Referring expression data
# # # # #

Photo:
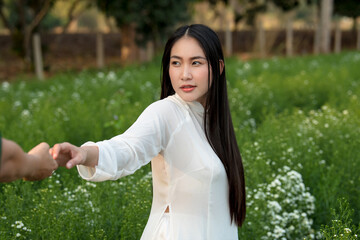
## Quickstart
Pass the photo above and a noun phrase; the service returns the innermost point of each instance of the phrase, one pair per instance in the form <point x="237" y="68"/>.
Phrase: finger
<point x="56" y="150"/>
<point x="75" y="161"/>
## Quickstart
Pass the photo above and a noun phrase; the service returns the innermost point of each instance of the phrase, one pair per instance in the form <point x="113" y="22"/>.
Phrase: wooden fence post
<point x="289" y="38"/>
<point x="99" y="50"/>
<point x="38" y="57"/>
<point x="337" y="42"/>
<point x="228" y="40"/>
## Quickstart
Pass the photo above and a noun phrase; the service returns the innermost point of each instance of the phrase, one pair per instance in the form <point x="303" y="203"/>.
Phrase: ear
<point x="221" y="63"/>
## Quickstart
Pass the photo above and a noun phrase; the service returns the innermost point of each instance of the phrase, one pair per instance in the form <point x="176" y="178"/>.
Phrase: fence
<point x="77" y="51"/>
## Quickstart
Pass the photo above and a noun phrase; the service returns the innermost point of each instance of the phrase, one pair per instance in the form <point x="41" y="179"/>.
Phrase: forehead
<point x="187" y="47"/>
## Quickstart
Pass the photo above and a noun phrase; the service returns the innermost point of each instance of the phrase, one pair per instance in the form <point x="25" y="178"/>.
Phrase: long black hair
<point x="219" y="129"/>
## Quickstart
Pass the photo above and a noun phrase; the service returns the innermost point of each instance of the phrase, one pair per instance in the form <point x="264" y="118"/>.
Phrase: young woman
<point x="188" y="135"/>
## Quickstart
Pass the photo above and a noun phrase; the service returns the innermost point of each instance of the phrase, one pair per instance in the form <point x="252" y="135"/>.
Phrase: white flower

# # # # #

About this exercise
Retype every record above word for word, leaving out any pictures.

Your solution
Photo:
## Quickstart
Pass the photo above and a noun phrase; the service returns the innermost point of each instance of the phrase, one pair per instance in the form <point x="237" y="68"/>.
Phrase: finger
<point x="56" y="150"/>
<point x="75" y="161"/>
## Quickstart
Pass the photo above and a noun phrase; the service returns the innermost point of each instance of the phrase, one pair per instance in the form <point x="113" y="22"/>.
Phrase: wooden fence post
<point x="289" y="38"/>
<point x="99" y="50"/>
<point x="38" y="57"/>
<point x="337" y="42"/>
<point x="228" y="40"/>
## Quickstart
Pass the photo above and a noun phrase; the service returns the innermost point of each instance of the phrase, one pair per instance in the form <point x="303" y="203"/>.
Phrase: ear
<point x="221" y="63"/>
## Quickstart
Pass the photo above and a noun phrase; the service returns the innermost point of each instance of the phrase, one pair per instance in the form <point x="176" y="178"/>.
Phrase: fence
<point x="77" y="51"/>
## Quickstart
Pass the photo above and a noun phrase; the service returns the innermost point of each instance of the phrase, one pair per instance in the form <point x="41" y="179"/>.
Phrase: forehead
<point x="187" y="47"/>
## Quickstart
Pass the photo above and a noun phrase; the service returns the innermost point of each instance of the phrase, one pair per instance in the form <point x="25" y="178"/>.
Phrase: long black hair
<point x="219" y="129"/>
## Quickstart
Pass the photo above and a noun phrase; the service returns the innermost point of each instance of the phrase, one pair per instance in the form <point x="264" y="118"/>.
Phrase: young woman
<point x="188" y="135"/>
## Quickstart
Pass the photo above and a noun phrase; the service returns the innermost point of each instance of the phrase, one pair per instance in the form <point x="252" y="135"/>.
Phrase: white flower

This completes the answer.